Point-per-instance localization data

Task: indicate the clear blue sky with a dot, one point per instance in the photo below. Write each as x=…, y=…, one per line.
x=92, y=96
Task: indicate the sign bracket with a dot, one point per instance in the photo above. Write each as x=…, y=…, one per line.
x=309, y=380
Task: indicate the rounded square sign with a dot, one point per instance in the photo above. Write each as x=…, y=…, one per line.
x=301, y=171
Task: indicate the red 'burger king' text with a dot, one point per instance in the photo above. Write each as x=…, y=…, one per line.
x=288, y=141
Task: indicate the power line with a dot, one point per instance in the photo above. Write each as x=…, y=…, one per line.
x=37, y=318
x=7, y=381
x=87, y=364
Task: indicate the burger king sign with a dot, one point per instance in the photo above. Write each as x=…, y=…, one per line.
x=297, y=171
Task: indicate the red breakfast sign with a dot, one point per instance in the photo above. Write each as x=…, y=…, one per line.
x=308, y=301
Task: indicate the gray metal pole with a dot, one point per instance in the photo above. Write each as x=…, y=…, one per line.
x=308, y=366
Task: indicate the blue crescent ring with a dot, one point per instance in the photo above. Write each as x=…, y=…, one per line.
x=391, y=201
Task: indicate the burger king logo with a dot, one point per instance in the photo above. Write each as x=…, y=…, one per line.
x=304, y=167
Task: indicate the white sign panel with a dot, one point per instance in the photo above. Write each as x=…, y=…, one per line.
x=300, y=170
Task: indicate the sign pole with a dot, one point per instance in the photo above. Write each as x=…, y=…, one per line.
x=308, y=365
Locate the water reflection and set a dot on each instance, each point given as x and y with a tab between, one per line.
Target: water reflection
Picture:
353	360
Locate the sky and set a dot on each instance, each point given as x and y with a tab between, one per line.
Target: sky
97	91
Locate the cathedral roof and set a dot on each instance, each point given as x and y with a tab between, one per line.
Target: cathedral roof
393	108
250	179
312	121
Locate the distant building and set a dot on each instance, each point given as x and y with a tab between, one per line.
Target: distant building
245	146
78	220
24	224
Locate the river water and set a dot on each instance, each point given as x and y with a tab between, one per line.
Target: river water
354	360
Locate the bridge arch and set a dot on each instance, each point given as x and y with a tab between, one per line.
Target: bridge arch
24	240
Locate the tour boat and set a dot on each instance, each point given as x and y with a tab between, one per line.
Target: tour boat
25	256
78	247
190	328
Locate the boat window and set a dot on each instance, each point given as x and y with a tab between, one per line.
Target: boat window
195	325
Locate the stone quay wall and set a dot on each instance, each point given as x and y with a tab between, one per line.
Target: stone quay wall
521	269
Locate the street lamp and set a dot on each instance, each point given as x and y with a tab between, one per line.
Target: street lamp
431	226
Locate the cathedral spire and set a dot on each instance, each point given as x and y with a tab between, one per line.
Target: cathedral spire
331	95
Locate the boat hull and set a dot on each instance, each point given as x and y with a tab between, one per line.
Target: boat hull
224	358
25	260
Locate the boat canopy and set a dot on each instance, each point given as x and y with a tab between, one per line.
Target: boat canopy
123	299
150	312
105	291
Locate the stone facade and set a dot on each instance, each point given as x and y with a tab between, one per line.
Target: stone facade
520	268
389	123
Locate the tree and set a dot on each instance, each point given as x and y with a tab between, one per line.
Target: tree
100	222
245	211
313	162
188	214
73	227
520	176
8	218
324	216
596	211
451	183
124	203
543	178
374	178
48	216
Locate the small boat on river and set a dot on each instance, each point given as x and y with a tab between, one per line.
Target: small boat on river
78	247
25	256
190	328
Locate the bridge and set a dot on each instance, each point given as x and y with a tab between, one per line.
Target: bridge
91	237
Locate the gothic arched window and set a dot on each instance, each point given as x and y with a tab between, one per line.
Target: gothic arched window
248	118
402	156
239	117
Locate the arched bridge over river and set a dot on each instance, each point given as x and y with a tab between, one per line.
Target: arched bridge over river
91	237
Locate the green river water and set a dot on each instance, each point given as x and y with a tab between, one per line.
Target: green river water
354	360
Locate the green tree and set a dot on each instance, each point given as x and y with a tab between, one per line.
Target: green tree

> **Assigned task**
Find and copy each line above holding "reflection".

> **Solved problem**
Locate the water reflection and set a dot on each instance, each point given as x and y with a tab between, one per line.
Target: water reflection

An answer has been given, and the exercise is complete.